* [Records for processing]:

__________________________________________________

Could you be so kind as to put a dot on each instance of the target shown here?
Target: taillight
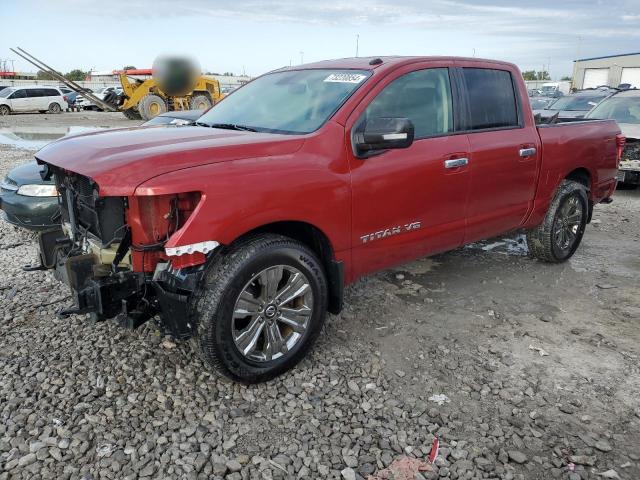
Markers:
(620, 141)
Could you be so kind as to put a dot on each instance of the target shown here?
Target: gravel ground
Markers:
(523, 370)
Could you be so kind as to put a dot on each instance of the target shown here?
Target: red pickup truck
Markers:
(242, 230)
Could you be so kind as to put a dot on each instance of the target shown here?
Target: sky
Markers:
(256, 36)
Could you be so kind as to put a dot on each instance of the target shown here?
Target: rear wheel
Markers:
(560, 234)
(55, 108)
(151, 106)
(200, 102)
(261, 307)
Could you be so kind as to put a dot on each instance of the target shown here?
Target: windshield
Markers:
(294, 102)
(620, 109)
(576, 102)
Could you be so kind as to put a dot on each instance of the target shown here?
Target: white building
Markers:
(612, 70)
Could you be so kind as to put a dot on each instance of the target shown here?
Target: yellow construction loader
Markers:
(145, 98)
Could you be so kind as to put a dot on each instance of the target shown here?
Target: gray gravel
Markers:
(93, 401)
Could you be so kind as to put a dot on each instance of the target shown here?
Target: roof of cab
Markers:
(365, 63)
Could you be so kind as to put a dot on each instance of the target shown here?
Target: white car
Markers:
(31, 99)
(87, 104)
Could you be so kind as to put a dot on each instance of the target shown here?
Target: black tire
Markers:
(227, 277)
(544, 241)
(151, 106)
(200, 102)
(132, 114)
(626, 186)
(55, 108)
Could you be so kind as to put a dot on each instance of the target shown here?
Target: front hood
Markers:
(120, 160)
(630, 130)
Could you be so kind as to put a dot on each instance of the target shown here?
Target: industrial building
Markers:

__________________________________________________

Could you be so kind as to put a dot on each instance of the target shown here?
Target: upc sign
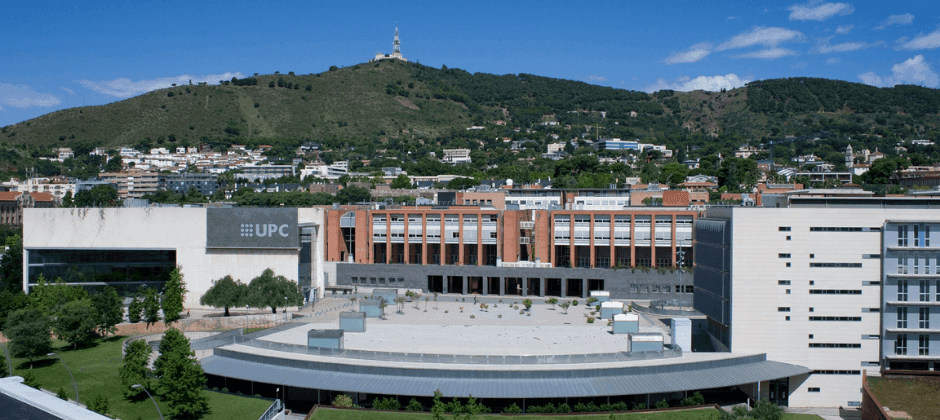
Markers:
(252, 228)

__________________________________________________

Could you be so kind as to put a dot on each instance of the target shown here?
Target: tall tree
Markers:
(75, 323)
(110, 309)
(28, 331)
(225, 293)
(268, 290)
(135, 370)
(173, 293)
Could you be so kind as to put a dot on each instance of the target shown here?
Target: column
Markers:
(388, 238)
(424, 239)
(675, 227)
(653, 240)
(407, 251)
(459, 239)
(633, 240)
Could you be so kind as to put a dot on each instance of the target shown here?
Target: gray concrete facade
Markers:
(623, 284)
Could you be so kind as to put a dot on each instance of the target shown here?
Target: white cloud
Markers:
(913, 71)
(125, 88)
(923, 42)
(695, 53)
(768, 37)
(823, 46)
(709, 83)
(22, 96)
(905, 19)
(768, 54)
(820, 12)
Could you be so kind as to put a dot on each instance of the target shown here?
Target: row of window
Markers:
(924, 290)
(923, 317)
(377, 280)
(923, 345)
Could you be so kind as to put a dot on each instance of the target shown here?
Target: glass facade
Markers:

__________________________________________________

* [Task objective]:
Locate each line above that contains the string "gravel", and copy those lines out. Case counts when matching.

* [Exercise output]:
Target: gravel ground
Target: gray gravel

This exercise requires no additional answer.